SELECTED TEXT: Begin

Fox Cable is a never-ending melodrama in which viewers are enjoined to hiss and boo the bad guys (liberals, mostly), and cheer the heroes (Bill O'Reilly, Sean Hannity, etc., all of whom are stand-ins for George W. and his associates). Roger Ailes, who runs the Fox melodrama, is a long-time Republican operative. As such, he is both teacher and student of the long tradition of right-wing melodrama. He and his brothers and sisters know how to cast a compelling melodrama with simple, memorable characters, e.g., ass-grabbing murdering liberals, (Teddy Kennedy, Bill Clinton, etc.), ungrateful rich guys who hate America and bite America's invisible economic hand even though it made them rich (George Soros, Michael Moore, etc.), vicious, power-mad men-hating women of questionable sexual orientation (Hilary Clinton, Gloria Steinem, the president of NOW), out-of-touch with reality African Americans who have the gall to insist there is still racial discrimination in this country (Jesse Jackson, Al Sharpton), when the real racial discrimination emanates from affirmative action policies.

SELECTED TEXT: End
DATA SHOWN: Begin

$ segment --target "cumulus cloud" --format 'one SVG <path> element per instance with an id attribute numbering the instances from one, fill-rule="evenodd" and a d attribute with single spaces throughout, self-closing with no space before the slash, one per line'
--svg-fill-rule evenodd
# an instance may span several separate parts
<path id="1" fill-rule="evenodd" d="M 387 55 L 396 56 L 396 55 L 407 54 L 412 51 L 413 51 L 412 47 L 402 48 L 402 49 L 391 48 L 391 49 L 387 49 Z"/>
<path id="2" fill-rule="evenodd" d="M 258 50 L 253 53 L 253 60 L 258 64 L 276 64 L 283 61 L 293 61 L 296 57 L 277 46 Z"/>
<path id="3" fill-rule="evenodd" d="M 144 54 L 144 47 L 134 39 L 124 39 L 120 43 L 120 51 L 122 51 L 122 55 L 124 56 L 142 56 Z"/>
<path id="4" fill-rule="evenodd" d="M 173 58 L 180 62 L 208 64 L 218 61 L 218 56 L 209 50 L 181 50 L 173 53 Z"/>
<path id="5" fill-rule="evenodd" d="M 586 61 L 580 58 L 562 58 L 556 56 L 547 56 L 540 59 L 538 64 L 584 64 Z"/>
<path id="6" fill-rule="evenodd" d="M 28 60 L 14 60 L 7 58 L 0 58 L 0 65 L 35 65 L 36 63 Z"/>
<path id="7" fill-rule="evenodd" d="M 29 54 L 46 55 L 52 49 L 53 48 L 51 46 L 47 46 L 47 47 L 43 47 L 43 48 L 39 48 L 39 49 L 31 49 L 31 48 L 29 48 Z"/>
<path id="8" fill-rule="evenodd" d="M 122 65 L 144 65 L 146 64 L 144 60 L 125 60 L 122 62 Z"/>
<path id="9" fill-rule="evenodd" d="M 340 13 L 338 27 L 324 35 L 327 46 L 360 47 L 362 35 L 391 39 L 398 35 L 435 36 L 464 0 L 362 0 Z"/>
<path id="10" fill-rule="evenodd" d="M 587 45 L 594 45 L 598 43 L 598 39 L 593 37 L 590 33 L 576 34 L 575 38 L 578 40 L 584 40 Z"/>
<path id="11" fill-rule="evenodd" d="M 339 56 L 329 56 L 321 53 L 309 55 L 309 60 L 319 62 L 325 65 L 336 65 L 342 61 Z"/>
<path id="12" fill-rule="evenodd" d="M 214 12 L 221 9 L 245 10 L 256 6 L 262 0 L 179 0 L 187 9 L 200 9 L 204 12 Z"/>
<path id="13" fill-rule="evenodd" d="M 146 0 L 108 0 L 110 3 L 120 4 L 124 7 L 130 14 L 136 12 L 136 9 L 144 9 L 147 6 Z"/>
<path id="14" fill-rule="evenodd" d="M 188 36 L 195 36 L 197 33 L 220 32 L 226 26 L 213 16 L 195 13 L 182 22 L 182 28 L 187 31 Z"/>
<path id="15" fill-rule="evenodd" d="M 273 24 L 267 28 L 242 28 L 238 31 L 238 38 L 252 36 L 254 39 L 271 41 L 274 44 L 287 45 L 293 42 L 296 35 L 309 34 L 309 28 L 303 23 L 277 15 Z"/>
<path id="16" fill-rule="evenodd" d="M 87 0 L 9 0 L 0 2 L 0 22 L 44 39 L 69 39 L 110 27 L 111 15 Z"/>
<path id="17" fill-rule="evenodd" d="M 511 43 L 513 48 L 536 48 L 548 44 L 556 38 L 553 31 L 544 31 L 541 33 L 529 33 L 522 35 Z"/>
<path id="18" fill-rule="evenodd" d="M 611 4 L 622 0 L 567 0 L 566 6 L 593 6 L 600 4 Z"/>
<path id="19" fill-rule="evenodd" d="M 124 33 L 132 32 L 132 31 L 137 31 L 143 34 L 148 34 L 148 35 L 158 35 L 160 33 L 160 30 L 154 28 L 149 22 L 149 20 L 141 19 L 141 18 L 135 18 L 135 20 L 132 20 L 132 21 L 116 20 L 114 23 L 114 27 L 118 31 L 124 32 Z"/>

DATA SHOWN: End

**WHAT YOU NEED TO DO:**
[1] In the Fox Cable passage, who runs the Fox melodrama?
[2] Name every person in the Fox Cable passage given as an example of the villain characters in right-wing melodrama.
[3] Carry on the Fox Cable passage from its last sentence.
The listing is separate material and has nothing to do with the Fox Cable passage.

**ANSWERS PER TASK:**
[1] Roger Ailes, a long-time Republican operative.

[2] Teddy Kennedy, Bill Clinton, George Soros, Michael Moore, Hilary Clinton, Gloria Steinem, Jesse Jackson, Al Sharpton

[3]
Nixon, whom my father also despised during those years, was a master melodramatist. Maybe the allure of Hollywood rubbed off on him growing up in Whittier, California. He had tremendous range, sometimes casting himself in the role of spurned suitor (the Checkers speech), sometimes as hero triumphant (the trip to China), or the elder statesman (his post-Watergate years). He would nearly always cast his opponents in the role of commies or commie sympathizers, Ivy League elites and/or commie sympathizers, limousine liberals and peaceniks out of touch with the Moral Majority. Reagan was a master at melodrama, too, but his range was narrower. This was probably due to his actual experience in Hollywood, where he perhaps came to understand the parts he could most successfully play. Raised up by the denizens of Orange County to the national stage, Reagan set up a dualistic good and evil world in which he challenged his foes to accept that they were evil and America was good. These were mostly communist sympathizers, and unionists and liberal communist sympathizers, and Arab terrorists. He asked some of these evil enemies, like the Iranians, to give him money for weapons so he could give the money to right -wing death squads in Nicaragua because communism, especially in South America, was especially evil.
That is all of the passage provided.